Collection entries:

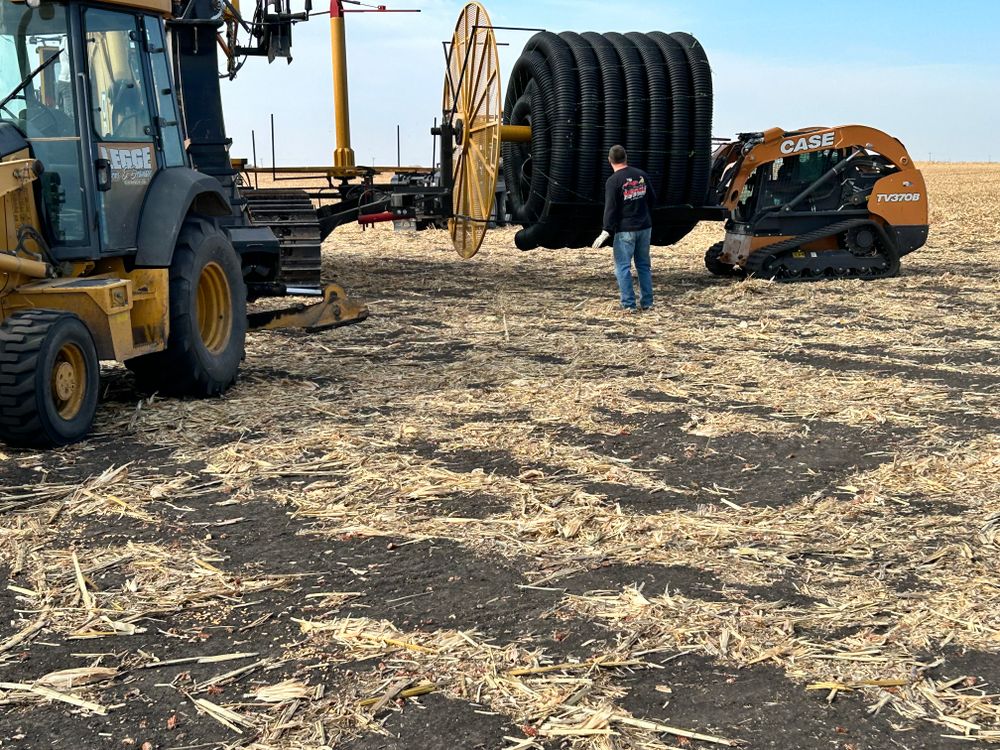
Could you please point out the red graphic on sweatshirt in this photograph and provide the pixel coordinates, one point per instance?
(634, 189)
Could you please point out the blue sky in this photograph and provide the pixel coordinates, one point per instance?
(924, 71)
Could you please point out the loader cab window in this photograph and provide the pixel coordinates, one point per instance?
(169, 126)
(126, 157)
(775, 184)
(44, 110)
(119, 109)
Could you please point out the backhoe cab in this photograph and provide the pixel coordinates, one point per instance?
(817, 203)
(124, 233)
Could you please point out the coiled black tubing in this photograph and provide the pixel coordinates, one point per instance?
(584, 93)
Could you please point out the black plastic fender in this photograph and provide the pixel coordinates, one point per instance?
(172, 195)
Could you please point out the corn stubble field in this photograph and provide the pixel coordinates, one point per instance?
(501, 515)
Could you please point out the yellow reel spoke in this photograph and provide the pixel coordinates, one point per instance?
(472, 88)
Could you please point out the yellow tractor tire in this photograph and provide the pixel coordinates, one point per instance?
(208, 319)
(49, 379)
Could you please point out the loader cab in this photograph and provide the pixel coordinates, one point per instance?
(776, 183)
(97, 109)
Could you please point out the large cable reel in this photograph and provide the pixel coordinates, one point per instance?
(570, 98)
(472, 105)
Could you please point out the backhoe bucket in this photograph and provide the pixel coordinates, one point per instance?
(336, 309)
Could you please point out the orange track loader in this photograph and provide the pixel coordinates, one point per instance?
(817, 203)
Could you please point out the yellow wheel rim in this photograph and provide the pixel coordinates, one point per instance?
(69, 381)
(472, 91)
(215, 308)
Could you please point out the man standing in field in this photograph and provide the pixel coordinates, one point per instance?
(628, 200)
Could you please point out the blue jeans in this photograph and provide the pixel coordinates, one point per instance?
(629, 247)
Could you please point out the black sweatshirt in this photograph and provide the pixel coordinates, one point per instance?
(628, 200)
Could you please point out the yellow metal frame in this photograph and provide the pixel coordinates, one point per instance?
(472, 92)
(126, 312)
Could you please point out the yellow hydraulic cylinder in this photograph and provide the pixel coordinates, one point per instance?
(343, 156)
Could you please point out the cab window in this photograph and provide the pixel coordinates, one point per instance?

● **TASK GOAL**
Return all records verbatim and drop the pictures.

● **SOLUTION FOR THIS TASK**
Could you please point out the red graphic on sweatshirt in this photograph and provide the pixel coordinates, one point per instance?
(634, 189)
Could you please point out the blue sky in this photograph and provide the pixel coordinates, one point per instance?
(924, 71)
Could you please point out the loader cab window in this photograph and provide the pixel coordinates, one point per instance?
(169, 126)
(126, 157)
(775, 184)
(44, 110)
(119, 109)
Could you please point out the backhoe cab in this photograph and provide the pixel coordinates, one point per instance?
(817, 203)
(124, 233)
Could you please point out the coiled black tubing in this photograph and provide the pixel coordinates, one point per instance?
(584, 93)
Could you please point out the black plastic fender in this photograph and provide the pixel coordinates, one point per instance?
(172, 195)
Could you please point out the corn stubble field in this photograph and provide the pixel coordinates, one point per instance?
(501, 515)
Could you please point out the yellow reel spoke in this photograph and provide the pixel coordinates, one point per instance?
(472, 88)
Could you please point out the yellow tractor tire in this photograph and provide the pixel coordinates, one point per instance?
(208, 319)
(49, 379)
Could you please point out the loader cab in this photograph and provide the pixel coordinates, one point per instance?
(776, 183)
(97, 109)
Could you please point out the large cable reel in this photograph and provide the pixel coordinates, one point per instance?
(570, 98)
(472, 105)
Could you please point out the backhoe bucket in this photograph and provide the pixel coordinates, one point per instance?
(336, 309)
Could you please point out the orange track loader in this photograph and provide the pixel coordinates, one point per instance?
(817, 203)
Could you please point out the yellow wheel rim in this photograph and provide the pixel coordinates, one point per instance?
(69, 381)
(472, 91)
(215, 308)
Could you please point out the man standing in field in this photograph and provide the pixel coordinates, one point per instance?
(628, 200)
Could you please point out the blue jeans in this photograph and provide the pixel coordinates, one point per instance?
(629, 247)
Could you please point out the black sweatshirt in this photograph and provide the pixel coordinates, one point per instance?
(628, 200)
Could you please point out the yellow metal frame in this photograph and provide the pixel coordinates, one point per instance?
(472, 92)
(126, 312)
Could you please point out the yellow hydraulic cylinder in this photograph and provide the pixel coordinates, one point per instance?
(343, 156)
Could you please point out the cab window in this photograph and provide the pixel coordinates, one point per instance?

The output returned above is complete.